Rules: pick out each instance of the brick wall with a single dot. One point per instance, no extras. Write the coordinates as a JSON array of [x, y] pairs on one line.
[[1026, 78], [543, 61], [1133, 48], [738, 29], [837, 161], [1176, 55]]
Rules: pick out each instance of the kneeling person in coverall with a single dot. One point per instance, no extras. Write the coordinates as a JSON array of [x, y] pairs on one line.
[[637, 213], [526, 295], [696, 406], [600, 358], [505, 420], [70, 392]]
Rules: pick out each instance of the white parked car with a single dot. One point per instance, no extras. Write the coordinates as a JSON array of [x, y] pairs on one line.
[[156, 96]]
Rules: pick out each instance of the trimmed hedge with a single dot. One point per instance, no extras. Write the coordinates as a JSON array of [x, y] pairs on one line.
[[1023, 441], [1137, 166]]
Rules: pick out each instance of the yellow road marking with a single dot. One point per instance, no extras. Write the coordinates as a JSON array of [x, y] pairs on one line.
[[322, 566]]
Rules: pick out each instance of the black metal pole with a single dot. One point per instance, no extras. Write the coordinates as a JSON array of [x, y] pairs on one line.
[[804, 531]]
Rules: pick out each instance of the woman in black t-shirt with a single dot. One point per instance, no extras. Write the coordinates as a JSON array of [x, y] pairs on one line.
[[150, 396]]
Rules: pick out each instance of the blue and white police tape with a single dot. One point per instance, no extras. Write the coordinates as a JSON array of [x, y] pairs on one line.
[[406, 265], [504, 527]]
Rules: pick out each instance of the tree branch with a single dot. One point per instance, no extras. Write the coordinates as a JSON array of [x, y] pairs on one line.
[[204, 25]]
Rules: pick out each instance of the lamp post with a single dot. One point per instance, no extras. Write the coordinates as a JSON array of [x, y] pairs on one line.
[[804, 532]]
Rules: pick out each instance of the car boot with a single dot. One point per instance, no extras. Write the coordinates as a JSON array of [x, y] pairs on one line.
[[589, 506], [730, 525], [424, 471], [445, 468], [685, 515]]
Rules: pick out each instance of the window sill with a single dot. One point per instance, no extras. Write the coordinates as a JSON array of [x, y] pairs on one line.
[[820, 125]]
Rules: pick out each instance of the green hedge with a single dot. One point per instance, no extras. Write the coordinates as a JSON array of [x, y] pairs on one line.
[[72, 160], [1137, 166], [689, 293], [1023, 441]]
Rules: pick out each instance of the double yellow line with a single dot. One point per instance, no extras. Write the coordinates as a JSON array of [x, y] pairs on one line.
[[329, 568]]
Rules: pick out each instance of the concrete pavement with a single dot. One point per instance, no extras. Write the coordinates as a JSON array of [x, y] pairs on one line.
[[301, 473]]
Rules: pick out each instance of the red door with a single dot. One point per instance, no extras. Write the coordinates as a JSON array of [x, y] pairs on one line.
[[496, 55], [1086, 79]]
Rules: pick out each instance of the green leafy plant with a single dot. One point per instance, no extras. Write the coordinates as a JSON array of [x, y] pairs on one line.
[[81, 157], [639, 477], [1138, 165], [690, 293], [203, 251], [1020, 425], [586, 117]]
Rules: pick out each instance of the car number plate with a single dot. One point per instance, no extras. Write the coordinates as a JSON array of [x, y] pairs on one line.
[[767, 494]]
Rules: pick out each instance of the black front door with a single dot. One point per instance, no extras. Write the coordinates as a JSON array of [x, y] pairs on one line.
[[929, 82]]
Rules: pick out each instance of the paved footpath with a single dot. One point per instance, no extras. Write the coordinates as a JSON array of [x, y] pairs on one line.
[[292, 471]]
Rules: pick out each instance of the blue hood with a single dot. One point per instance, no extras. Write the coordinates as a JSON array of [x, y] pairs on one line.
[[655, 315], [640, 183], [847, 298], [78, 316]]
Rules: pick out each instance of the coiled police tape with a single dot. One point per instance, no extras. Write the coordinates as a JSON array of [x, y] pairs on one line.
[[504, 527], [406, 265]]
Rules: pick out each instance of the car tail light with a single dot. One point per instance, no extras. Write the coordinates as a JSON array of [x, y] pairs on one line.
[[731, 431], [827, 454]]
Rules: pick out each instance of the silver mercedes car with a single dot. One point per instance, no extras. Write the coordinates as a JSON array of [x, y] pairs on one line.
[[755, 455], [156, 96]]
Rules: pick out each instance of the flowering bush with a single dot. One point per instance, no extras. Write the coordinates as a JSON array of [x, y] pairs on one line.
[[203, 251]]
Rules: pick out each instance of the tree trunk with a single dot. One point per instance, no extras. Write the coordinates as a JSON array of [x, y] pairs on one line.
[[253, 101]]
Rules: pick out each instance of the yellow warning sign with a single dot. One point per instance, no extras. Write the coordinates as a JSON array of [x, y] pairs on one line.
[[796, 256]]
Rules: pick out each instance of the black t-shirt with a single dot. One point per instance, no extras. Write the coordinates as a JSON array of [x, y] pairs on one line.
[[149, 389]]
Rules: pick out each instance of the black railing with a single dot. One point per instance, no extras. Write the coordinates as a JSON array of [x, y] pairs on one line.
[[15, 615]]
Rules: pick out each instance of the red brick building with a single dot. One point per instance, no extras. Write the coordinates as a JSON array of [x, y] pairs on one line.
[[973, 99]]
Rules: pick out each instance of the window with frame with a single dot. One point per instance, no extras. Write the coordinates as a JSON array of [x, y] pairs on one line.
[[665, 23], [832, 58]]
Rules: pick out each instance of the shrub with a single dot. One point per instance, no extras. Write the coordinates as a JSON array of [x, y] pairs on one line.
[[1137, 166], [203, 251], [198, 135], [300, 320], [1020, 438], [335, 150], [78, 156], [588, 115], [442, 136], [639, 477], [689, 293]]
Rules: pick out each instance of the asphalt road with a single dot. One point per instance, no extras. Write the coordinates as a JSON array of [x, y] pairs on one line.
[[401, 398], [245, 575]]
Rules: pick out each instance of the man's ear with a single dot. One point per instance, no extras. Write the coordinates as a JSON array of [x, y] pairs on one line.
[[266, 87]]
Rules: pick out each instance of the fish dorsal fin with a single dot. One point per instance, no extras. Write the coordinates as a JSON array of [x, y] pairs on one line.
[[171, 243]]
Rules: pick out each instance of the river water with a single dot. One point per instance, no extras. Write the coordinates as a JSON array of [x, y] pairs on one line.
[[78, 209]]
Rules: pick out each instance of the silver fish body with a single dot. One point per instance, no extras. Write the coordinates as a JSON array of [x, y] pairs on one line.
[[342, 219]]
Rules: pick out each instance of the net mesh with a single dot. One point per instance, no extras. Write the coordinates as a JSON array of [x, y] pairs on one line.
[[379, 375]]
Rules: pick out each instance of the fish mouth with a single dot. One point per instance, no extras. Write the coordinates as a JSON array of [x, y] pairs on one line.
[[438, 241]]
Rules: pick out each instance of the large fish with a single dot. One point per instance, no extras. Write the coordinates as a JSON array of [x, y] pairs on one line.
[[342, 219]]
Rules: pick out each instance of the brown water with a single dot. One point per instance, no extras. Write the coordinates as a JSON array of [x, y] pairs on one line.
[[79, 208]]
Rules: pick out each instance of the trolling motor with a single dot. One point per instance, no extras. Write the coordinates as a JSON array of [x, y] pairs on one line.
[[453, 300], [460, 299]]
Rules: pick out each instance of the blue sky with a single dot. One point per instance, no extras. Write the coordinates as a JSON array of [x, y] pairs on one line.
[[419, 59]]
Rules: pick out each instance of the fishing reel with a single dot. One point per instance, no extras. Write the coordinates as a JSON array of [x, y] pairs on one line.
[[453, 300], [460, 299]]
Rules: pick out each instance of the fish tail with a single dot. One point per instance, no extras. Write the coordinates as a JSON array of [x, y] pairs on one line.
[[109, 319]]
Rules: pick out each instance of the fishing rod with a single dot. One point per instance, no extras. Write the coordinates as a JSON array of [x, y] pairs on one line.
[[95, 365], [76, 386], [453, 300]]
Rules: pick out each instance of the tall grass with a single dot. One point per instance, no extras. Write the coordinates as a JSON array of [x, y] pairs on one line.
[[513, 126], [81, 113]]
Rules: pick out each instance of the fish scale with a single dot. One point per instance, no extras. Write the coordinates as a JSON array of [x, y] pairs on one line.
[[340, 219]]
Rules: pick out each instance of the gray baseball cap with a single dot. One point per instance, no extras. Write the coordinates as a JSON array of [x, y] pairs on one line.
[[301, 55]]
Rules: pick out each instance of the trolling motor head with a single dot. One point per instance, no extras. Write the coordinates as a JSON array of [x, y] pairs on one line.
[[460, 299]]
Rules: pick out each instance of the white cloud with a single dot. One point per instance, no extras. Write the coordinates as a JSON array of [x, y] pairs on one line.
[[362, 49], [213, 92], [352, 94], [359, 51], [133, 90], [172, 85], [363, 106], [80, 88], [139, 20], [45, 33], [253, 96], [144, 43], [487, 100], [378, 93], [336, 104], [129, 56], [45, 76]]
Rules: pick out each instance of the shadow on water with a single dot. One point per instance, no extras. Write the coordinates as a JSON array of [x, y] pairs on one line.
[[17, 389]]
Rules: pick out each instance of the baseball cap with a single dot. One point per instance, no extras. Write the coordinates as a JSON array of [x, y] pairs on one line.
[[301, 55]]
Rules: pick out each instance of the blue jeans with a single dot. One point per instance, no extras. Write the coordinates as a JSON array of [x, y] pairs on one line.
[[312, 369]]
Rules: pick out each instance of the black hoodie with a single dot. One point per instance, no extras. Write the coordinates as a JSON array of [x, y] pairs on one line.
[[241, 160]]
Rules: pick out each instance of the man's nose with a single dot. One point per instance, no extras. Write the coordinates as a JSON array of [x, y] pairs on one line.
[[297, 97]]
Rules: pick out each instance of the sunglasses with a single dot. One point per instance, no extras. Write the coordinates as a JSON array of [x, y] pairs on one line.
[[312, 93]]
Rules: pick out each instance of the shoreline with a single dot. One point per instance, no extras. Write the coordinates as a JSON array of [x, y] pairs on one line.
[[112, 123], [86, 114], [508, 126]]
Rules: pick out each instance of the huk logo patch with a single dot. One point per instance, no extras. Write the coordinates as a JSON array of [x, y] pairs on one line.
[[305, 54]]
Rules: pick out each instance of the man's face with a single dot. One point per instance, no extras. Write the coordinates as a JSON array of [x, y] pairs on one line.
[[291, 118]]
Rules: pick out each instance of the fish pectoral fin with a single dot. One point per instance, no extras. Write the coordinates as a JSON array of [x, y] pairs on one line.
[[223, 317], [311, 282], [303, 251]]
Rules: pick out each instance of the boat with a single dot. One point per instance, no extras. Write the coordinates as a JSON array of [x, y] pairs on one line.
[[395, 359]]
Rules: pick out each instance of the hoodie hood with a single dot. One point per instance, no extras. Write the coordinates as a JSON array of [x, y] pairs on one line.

------

The task -> Reproduce exactly the line that contains "Rules: pick out each instance of the fish pectoral" together with each line after it to the end of the entries; include no other lines.

Reply to the exercise ->
Rules: pick out each instance of the fish pectoral fin with a single dot. One point per instance, no extras. Write the coordinates as a JSON array of [x, y] pairs on one line.
[[223, 317], [311, 282], [303, 251]]
Rules: pick out each instance of the boat with a single dot. One point per instance, no extras. Write the coordinates as a JSON array of [x, y] pairs on one line.
[[395, 359]]
Rules: pick out each instance of the hoodie hood with a single dot. One point per instance, no extras. Write the coordinates as a JSON array of [x, y] pairs on one line.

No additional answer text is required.